Consigne
Repérez dans les données ci-dessous chaque ligne contenant le mot « blade » et recopiez-la. La casse doit être respectée.

Extrait des données
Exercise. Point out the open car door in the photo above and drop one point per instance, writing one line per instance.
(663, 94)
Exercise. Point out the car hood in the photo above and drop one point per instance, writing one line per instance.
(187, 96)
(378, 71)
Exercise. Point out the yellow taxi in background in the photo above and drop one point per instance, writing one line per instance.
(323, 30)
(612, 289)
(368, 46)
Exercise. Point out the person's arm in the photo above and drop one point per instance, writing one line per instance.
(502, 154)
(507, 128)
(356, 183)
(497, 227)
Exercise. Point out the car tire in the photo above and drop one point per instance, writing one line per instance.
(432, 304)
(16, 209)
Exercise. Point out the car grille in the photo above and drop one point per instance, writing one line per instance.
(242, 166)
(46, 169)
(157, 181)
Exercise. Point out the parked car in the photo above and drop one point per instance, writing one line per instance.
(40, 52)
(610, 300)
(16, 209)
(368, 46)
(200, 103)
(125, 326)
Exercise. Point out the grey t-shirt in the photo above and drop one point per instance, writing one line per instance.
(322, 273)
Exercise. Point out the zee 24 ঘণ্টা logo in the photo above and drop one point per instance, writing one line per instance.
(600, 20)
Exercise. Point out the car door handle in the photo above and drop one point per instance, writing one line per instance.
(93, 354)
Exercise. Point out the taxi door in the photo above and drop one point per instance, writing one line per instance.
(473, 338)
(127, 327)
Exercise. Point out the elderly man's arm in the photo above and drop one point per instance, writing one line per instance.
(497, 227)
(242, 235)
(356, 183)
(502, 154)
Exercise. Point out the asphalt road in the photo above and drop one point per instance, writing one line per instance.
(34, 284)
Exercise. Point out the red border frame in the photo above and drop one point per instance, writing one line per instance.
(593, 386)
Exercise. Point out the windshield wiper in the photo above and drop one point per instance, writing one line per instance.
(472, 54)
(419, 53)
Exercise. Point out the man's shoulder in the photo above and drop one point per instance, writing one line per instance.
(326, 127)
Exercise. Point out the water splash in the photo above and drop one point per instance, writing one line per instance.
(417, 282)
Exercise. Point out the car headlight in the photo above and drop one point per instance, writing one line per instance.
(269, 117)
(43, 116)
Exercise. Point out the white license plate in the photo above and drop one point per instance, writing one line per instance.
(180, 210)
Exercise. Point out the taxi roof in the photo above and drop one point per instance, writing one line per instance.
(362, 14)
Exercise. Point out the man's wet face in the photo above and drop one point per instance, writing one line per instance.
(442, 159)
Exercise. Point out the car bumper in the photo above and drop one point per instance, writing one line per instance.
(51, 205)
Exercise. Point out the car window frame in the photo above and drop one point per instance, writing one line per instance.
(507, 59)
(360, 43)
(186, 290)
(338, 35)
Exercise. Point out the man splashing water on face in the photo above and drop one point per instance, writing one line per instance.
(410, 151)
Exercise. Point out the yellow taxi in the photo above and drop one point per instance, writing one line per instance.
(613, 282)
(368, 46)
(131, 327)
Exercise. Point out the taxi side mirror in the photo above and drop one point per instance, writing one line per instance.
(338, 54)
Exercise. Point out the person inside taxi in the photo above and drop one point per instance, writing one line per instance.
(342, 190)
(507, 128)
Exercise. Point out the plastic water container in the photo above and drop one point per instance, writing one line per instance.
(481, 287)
* * *
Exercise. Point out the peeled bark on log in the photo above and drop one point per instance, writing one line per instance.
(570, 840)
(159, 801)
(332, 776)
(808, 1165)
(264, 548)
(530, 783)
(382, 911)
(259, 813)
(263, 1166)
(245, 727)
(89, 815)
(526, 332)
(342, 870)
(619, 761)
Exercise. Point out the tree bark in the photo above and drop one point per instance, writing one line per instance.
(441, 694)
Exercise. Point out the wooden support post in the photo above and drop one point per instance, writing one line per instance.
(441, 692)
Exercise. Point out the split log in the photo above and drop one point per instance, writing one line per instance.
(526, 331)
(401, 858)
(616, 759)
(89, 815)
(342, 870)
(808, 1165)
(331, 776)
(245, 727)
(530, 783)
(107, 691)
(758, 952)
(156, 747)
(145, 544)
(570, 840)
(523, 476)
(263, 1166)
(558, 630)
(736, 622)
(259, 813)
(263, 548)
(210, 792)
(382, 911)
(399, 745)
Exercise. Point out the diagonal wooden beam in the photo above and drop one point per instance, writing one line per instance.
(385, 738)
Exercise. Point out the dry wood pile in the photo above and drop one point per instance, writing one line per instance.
==
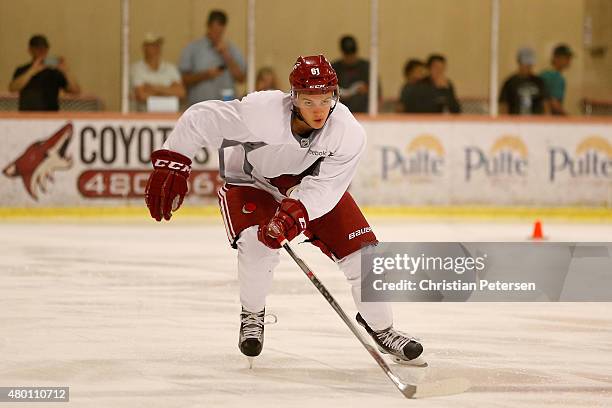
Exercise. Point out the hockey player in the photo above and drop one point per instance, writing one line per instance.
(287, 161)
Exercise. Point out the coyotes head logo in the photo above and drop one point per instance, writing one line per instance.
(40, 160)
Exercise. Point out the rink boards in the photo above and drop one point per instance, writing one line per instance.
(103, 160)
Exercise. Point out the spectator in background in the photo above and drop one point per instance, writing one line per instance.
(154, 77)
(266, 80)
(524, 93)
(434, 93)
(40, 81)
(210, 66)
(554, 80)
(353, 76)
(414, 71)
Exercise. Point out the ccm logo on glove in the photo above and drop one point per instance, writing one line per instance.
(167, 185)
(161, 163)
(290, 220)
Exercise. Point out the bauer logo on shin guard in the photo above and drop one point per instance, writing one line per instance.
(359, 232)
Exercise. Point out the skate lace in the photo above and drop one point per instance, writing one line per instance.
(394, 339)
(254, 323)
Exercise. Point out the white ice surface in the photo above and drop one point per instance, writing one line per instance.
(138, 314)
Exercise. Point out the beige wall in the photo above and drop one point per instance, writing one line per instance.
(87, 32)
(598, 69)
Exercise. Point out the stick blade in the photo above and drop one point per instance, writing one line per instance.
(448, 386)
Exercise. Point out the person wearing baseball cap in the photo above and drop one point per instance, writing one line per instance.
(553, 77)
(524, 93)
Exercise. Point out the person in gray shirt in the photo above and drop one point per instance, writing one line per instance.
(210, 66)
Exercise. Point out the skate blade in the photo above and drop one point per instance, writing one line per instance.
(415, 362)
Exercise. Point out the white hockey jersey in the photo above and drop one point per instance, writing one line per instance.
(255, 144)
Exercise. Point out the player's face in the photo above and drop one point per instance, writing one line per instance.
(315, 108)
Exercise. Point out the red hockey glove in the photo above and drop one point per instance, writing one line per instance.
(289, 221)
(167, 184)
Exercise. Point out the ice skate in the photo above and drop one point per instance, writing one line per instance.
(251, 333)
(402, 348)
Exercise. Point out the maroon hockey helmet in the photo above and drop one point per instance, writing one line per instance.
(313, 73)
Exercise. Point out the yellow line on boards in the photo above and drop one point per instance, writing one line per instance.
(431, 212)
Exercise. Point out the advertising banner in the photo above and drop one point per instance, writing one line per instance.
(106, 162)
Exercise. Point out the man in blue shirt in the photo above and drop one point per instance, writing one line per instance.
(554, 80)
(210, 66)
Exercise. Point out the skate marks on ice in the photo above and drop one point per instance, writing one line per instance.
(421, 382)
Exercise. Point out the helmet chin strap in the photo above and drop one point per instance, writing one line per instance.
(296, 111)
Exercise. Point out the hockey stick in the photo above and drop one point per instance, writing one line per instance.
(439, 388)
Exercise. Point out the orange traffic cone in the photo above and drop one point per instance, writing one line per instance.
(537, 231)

Corrigé
Exercise. Point out the stick blade in the photo above and drop one point per instance, writing one line per instance.
Exercise. Point out the skate blade in the photo above and drop one point per instance, writing one line per instance.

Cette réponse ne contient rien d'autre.